### Text for analysis
☆ ☆ ☆ ☆ ☆ ☆ ☆
Use the calculator below to find cutoff values in a few common ways. The Normal Cutoff tab computes the raw-score cutoff (a quantile) for a given percentile assuming a normal distribution.

Cutoff Value Calculator

Proportional Adjustment
Normal Cutoff
Z Critical Value

Enter any 3 values to calculate the missing variable (proportional adjustment; p and r are proportions, not percentile ranks).


Related Calculators

Cutoff Value Formula

In statistics, a cutoff value for a given percentile is typically a quantile of the underlying distribution. For a normal distribution, the percentile cutoff is computed from the inverse normal CDF. (The “Proportional Adjustment” tab uses a separate scaling relationship that is not a general quantile formula.)

\begin{aligned}
\text{Normal cutoff:}\quad CV &= \mu + z_p\sigma,\quad z_p=\Phi^{-1}(p)\\
\text{Proportional adjustment:}\quad CV &= \frac{T\cdot p}{1-r}
\end{aligned}

Variables:

  • CV is the cutoff value (threshold) in the same units as the scores/values
  • p is a percentile written as a decimal between 0 and 1 (normal cutoff)
  • μ is the population mean (normal cutoff)
  • σ is the population standard deviation (normal cutoff)
  • zp is the z-score at percentile p, i.e., zp = Φ−1(p) (normal cutoff)
☆ ☆ ☆ ☆ ☆ ☆ ☆
### Extracted records
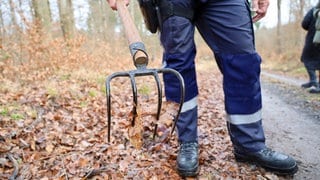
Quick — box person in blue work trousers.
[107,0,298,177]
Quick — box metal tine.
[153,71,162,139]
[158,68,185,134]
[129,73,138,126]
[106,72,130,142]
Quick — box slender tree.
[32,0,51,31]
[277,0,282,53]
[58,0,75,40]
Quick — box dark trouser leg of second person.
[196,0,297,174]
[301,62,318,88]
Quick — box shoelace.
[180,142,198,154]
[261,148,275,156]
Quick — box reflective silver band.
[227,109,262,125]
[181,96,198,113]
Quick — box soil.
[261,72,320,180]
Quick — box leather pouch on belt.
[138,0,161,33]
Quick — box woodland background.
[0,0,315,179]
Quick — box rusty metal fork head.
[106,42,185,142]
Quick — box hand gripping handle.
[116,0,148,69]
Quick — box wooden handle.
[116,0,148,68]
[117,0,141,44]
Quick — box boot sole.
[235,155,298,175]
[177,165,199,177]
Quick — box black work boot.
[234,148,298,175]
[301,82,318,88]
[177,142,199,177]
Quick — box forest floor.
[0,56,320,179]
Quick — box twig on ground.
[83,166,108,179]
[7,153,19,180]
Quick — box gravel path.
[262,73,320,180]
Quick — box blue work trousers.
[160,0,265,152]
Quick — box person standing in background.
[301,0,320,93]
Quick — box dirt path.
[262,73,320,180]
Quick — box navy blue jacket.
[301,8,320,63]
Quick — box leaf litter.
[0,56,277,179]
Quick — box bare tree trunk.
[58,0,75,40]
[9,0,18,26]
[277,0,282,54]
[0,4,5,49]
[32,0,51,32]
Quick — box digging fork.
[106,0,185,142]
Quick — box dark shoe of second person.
☆ ☆ ☆ ☆ ☆ ☆ ☆
### Problem
According to the cutoff value calculator page, what does the Normal Cutoff tab compute? Rely only on the cutoff value calculator page, not on the rows.

### Task solution
It computes the raw-score cutoff (a quantile) for a given percentile, assuming a normal distribution.